== Selected extract ==

══════════════════════════════

During the course of his opening remarks, Ricks made a comment that stuck with me throughout the weekend. He said that, in the same way that genuine erotic art always runs the risk of being mistaken for pornography, truly religious art runs the risk of being mistaken for blasphemous. If no one harbors that suspiscion about your work, then it isn't taking the kind of risks that make it truly religious. This put me in mind of one of the riskiest books in the Bible, Ecclesiastes, a treatise so honest and open-ended, so devoid of pat answers that there are plenty of Christians I know who would consider it blasphemous in a heartbeat if it weren't in the canon. Is Ricks right? For a Christian artist, that's food for thought. Another point he made in relation to Bob Dylan is that that artist who seeks the widest audience is forced to work within cliches. It's unavoidable. If this is so, then I think the key is to breathe new life into them -- easier said than done -- and that requires (a) recognizing the cliche for what it is, and (b) transforming it through piety, irony, or some other twist that signals to the careful reader that you know it's a cliche and he's meant to look beyond that.

To learn more about Christopher Ricks, check out this recent profile in The Guardian.

Publishing Panel
After the opening session, the conference broke into panels for the afternoon. Allison and I attended the publishing panel, a group of three book editors moderated by Books & Culture editor John Wilson, who has written his own account of the event. The panel included Jon Pott of Eerdman's, Lil Copan from Paraclete, and Dave Long from Baker's Bethany House imprint. Many topics were covered, but the discussion of literary fiction interested me most. Paraclete published Suzanne Wolfe's Unveiling and plans to publish one or two literary fiction titles a year. Paraclete will also continue its fiction contest as an annual event. According to Copan, Paraclete's literary fiction is being published for the general market -- in the case of Unveiling, though, most of the reviews -- including a glowing one from Books & Culture -- have appeared in the religious press. Based on what the panelists said, the two main obstacles to literary fiction in the religious market are (1) lack of audience and (2) lack of material. Christians don't buy literary fiction -- or if, like me, they do, they don't buy it at Christian bookstores. Christians don't write literary fiction -- or if, like me, they do, they don't take it to Christian publishers. (Sure, there's some circularity in that reasoning, but it seems to reflect widely held assumptions.)

══════════════════════════════

== Recorded data ==
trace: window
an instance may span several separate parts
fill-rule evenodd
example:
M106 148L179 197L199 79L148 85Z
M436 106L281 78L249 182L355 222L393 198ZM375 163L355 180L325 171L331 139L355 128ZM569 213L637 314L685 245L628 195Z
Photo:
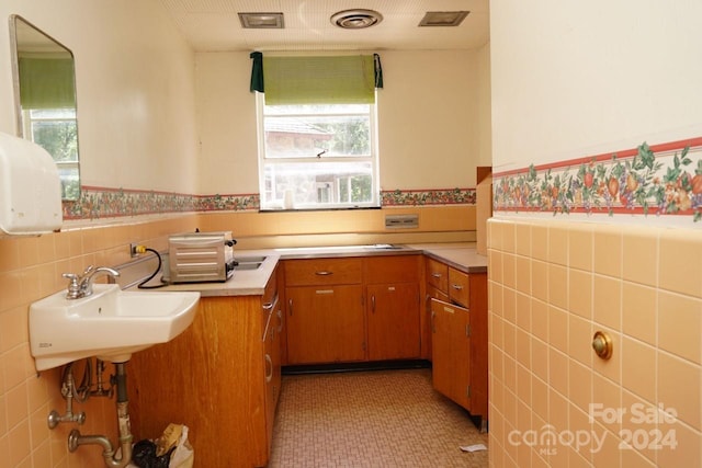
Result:
M262 209L378 206L374 104L257 105Z
M22 114L24 135L52 155L58 167L61 198L77 199L80 176L76 109L31 109Z

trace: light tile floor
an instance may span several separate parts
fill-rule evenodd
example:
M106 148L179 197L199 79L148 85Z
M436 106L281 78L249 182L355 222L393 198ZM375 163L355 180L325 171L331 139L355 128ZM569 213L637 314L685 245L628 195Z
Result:
M283 376L270 467L487 467L468 413L429 369Z

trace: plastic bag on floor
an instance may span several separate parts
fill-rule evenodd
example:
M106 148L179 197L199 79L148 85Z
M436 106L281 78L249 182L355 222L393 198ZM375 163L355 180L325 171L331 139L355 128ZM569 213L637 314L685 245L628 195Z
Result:
M188 441L188 426L169 424L163 434L151 442L134 444L127 468L192 468L195 452Z
M171 454L169 468L192 468L195 460L195 450L188 441L188 426L181 426L181 434L176 450Z

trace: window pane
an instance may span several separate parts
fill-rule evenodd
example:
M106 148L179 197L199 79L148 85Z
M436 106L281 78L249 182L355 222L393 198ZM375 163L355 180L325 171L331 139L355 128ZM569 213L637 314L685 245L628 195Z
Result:
M263 209L377 206L374 105L259 105Z
M32 121L32 139L48 151L55 161L78 161L76 121Z
M267 158L371 155L371 121L365 115L265 117Z
M61 198L78 199L80 195L80 178L78 165L58 165L58 176L61 181Z
M371 162L275 163L264 169L264 199L283 205L290 192L294 206L369 205L373 202Z

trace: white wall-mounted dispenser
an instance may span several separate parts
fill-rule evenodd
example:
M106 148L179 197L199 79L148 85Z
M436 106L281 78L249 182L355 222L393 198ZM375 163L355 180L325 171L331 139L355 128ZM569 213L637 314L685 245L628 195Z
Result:
M0 133L0 237L52 232L63 220L54 159L32 141Z

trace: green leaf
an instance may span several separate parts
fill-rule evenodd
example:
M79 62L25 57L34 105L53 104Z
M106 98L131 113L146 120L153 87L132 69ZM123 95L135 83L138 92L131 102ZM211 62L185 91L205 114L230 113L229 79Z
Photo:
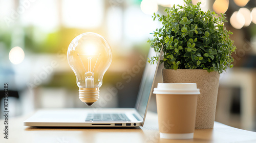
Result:
M190 42L187 42L187 46L188 47L191 47L191 45L192 45L192 44L191 44L191 43L190 43Z
M193 35L194 35L193 32L190 31L189 32L189 34L188 34L188 36L190 37L192 37L193 36Z
M174 51L175 51L175 52L176 53L178 53L179 52L179 50L177 48L175 48L175 49L174 49Z
M209 57L210 57L212 60L214 59L214 56L212 55L209 55Z
M172 36L170 37L170 41L173 41L174 40L174 36Z
M187 18L186 17L184 17L183 18L182 18L182 20L184 22L186 22L187 21Z
M179 40L177 39L174 39L174 43L178 43L179 42Z
M210 35L210 34L209 33L209 32L208 32L208 31L206 31L205 34L205 36L206 37L209 37L209 36Z
M184 57L189 57L190 56L190 53L187 52L184 54Z

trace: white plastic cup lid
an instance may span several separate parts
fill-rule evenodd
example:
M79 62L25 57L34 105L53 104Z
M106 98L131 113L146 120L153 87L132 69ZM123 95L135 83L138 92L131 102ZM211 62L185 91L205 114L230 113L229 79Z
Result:
M200 94L195 83L159 83L153 93L158 94Z

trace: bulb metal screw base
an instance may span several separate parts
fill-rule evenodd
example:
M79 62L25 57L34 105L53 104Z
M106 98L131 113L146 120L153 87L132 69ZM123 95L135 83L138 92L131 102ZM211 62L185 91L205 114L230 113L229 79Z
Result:
M99 98L99 88L80 88L79 99L89 106L92 105Z

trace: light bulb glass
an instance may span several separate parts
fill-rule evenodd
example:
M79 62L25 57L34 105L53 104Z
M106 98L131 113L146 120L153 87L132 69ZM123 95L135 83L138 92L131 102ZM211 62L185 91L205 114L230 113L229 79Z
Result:
M101 35L85 33L72 41L67 56L76 77L79 99L91 105L99 98L99 88L112 60L110 46Z

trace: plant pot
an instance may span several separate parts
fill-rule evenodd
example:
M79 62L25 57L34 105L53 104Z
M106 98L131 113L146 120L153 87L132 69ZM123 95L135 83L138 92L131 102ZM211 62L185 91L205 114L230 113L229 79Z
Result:
M163 69L164 83L196 83L198 96L196 129L212 128L215 118L220 74L204 69Z

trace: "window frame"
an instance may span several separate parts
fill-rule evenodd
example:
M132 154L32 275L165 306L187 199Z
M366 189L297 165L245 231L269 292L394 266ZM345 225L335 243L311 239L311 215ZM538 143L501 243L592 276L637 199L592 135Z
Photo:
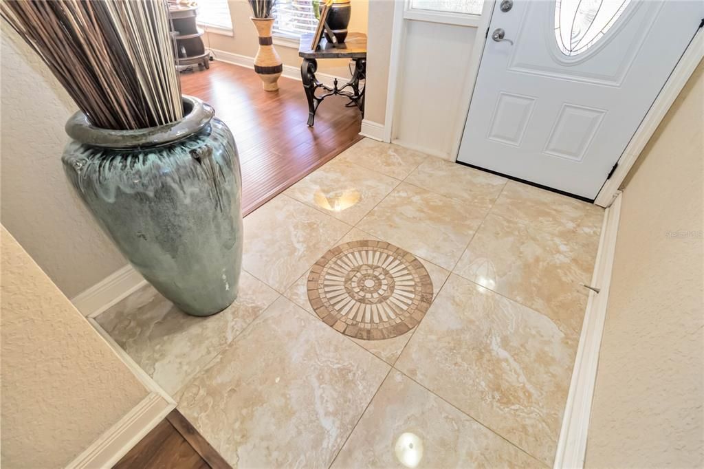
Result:
M403 19L477 27L482 21L482 15L414 8L410 0L406 0L403 8Z
M232 26L233 26L233 25L232 25L232 13L230 10L230 2L227 1L227 0L222 0L222 1L223 1L223 3L225 3L225 6L227 8L227 15L228 15L227 18L230 20L230 21L228 22L230 23L230 26L229 27L227 27L227 26L221 26L220 25L213 25L212 23L203 22L202 20L202 19L201 19L202 16L200 14L199 14L200 13L200 11L201 11L203 9L203 4L199 4L198 6L196 7L196 25L197 26L199 26L199 27L201 27L206 32L209 32L209 33L212 32L212 33L215 33L215 34L222 35L224 36L234 37L234 30L233 30L233 27L232 27ZM205 2L203 2L203 3L205 3Z
M312 8L312 4L311 4ZM276 24L275 23L274 23ZM272 37L275 45L283 46L284 47L291 47L298 49L301 42L301 37L304 34L315 34L315 31L312 30L308 33L296 34L295 32L288 32L286 31L277 31L275 29L272 32Z

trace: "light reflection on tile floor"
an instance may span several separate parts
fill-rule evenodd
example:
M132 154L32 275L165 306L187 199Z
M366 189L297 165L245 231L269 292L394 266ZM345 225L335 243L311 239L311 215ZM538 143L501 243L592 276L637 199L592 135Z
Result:
M364 139L245 219L227 311L191 318L147 287L98 322L234 467L551 465L603 215ZM347 337L308 304L310 266L365 239L432 280L401 337Z

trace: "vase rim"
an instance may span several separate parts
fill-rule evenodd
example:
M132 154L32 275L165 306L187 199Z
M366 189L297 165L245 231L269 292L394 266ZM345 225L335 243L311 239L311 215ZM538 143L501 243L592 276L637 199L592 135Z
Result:
M197 132L215 115L215 110L210 104L195 96L184 94L181 100L183 118L163 125L131 130L103 129L93 125L79 111L66 121L65 131L80 143L103 148L139 148L172 143Z

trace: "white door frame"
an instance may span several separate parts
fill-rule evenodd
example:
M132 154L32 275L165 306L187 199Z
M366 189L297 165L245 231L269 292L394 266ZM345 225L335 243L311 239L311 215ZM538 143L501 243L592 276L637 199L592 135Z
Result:
M465 116L465 121L467 120L467 115L469 113L470 104L472 101L472 95L474 93L474 84L477 81L477 76L479 71L479 65L482 62L482 55L484 52L484 44L486 42L486 32L489 30L489 25L491 22L491 14L494 11L496 0L484 0L484 8L482 11L482 15L479 17L477 25L477 35L474 41L474 47L472 51L472 58L470 63L470 69L467 73L467 82L466 91L460 96L460 102L465 103L463 106L463 115ZM404 11L406 9L406 1L396 1L394 6L394 25L391 31L391 50L389 60L389 82L386 86L386 108L384 118L384 140L391 142L393 138L393 126L395 113L398 106L396 105L398 82L398 68L401 61L401 44L403 42L406 34L403 25ZM611 205L615 199L618 189L623 183L624 180L628 175L629 171L635 164L643 151L646 144L653 136L655 129L660 125L665 115L674 102L675 99L679 94L684 87L689 77L691 76L696 68L697 65L704 57L704 32L703 28L700 28L694 35L694 37L689 43L687 49L680 58L679 61L675 66L672 73L667 78L665 85L656 96L653 105L646 114L640 125L636 130L633 137L626 146L623 154L618 159L618 165L615 171L611 175L611 177L606 180L603 187L599 191L594 204L602 207L608 207ZM485 35L482 36L482 32ZM462 125L458 126L457 135L455 139L455 144L453 145L452 154L456 161L460 153L460 143L462 142L462 136L464 132L465 122L462 122Z

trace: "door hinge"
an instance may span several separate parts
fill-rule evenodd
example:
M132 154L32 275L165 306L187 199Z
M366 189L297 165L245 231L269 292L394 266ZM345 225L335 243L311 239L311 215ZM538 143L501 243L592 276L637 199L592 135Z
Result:
M611 170L609 171L608 175L606 176L607 180L611 179L611 176L614 175L614 171L616 170L617 168L618 168L618 162L617 161L616 162L616 164L614 165L614 167L611 168Z

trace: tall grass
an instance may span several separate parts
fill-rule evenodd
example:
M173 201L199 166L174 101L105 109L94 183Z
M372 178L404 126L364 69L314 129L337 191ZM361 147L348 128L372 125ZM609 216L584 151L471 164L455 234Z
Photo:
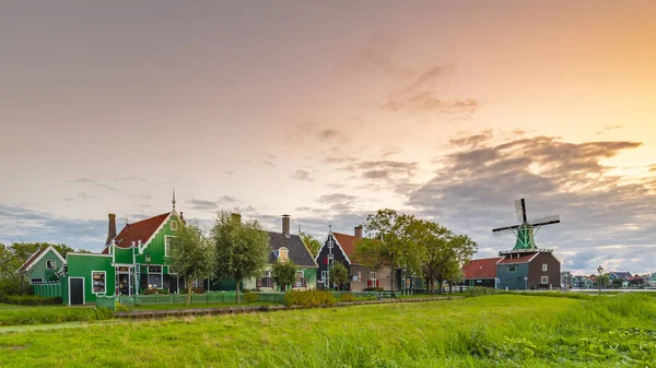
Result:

══════════════════════════════

== The request ==
Please carry on the conference account from its last sentence in the same first-person voice.

== Written reply ==
Jon Pott summed it up nicely. Eerdman's doesn't publish fiction as a rule, he said, but if they did it would be literary fiction. The reason they don't is that no one they would publish would want to be published by them. If you're that good, in other words, you'll have no trouble at a publisher known for literary fiction. He noted that the quality of fiction they typically receive is not high -- of course, he was measuring it against John Updike, which is a fairly high standard. Still, I left with the impression that, if pioneers like Paraclete manage to succeed in literary fiction, the Eerdman's idealists might be tempted into the fray. Paraclete is small, though, and the odds of one small press single-handedly creating an avenue for Christian literary fiction (or whatever we want to call it) are pretty slim. As Dave Long pointed out at our Sunday barbeque (more below), whenever Christian publishers have attempted to get into literary publishing, the returns have always been disappointing.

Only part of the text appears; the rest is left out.